Exercise details -
Please transcribe exactly, and only, the lines of the data below between the line holding "hey can you find the stadium" and the line holding "hey can you find the yellow", inclusive.

***** Data to examine

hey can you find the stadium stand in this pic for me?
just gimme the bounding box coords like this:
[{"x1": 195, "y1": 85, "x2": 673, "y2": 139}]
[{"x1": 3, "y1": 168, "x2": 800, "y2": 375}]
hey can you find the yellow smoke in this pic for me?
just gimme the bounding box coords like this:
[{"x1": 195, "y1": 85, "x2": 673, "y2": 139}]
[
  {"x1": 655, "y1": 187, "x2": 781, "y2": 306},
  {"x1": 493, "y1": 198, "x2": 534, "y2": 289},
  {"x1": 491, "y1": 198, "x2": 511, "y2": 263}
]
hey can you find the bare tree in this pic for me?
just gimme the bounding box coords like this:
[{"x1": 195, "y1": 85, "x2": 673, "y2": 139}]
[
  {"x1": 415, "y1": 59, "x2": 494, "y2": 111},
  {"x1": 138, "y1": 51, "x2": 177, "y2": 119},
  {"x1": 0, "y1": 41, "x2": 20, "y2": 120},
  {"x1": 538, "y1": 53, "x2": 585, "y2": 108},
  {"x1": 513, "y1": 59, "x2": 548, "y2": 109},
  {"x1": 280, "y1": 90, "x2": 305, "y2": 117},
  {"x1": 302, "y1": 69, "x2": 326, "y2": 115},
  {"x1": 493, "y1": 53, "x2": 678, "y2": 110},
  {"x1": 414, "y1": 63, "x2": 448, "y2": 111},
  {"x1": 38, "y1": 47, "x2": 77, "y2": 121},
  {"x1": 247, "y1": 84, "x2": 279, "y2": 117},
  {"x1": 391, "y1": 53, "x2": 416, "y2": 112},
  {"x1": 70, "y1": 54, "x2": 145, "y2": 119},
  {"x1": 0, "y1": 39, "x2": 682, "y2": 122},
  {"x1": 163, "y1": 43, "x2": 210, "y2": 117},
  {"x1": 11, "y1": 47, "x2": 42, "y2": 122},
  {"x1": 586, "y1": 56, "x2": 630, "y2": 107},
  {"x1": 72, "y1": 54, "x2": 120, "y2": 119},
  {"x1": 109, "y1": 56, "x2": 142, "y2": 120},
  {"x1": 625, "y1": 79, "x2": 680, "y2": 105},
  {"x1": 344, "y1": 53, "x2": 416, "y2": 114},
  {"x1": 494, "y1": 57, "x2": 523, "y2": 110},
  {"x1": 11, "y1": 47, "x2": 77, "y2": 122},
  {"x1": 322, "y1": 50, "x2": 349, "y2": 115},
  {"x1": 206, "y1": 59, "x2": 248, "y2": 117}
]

**********
***** Data to examine

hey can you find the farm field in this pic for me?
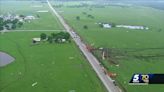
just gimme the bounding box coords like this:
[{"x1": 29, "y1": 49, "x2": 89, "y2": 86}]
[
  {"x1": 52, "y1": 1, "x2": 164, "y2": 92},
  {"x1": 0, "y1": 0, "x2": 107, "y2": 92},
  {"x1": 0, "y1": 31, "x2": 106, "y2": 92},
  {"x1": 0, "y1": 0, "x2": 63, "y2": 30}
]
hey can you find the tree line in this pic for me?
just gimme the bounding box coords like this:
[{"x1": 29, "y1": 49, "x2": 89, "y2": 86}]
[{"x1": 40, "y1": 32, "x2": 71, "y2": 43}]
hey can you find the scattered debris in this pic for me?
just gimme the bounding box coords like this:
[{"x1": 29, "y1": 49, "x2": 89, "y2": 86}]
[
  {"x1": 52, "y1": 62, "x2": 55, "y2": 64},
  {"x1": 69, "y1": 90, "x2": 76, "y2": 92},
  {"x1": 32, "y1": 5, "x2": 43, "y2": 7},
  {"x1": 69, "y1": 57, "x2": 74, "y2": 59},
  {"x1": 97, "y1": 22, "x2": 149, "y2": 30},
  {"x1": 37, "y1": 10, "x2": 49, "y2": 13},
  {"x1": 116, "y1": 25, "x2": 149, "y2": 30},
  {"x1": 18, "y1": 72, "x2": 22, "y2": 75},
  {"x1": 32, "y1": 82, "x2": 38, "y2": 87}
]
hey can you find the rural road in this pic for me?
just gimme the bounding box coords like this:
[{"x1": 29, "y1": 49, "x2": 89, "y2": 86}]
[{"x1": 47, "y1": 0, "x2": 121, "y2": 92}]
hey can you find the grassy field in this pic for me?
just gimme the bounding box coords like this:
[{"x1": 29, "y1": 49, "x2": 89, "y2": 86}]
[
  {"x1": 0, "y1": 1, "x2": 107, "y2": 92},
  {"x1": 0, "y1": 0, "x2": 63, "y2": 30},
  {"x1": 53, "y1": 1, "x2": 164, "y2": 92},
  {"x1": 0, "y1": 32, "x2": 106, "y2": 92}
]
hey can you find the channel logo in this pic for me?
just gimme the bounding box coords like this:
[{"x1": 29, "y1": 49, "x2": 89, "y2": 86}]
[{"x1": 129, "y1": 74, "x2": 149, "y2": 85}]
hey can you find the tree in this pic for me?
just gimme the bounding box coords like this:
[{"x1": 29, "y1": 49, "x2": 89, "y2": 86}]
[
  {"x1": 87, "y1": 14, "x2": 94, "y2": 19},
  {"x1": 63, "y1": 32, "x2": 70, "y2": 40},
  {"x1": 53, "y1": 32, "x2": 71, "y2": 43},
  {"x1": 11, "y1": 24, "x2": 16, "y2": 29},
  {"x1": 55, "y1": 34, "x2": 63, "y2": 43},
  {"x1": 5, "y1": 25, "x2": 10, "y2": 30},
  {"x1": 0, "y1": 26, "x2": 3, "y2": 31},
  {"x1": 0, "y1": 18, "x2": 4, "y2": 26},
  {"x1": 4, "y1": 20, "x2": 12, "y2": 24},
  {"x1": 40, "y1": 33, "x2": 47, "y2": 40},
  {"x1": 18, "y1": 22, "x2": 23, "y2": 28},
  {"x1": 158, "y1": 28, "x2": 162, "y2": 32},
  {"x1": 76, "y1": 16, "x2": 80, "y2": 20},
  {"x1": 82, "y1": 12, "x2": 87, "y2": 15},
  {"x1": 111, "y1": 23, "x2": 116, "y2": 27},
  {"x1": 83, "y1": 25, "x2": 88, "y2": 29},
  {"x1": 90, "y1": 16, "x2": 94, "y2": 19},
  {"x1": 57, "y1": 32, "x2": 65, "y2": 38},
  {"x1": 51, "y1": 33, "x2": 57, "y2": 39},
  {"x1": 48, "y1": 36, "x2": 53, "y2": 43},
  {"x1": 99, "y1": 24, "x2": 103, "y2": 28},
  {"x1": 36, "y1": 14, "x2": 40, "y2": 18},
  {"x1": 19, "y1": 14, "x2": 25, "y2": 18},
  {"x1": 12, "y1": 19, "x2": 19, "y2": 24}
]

**********

Your solution -
hey can you find the stadium stand in this pic for me?
just gimme the bounding box coords like this:
[{"x1": 195, "y1": 85, "x2": 673, "y2": 139}]
[{"x1": 3, "y1": 168, "x2": 800, "y2": 375}]
hey can you find the yellow smoke in this pic for me?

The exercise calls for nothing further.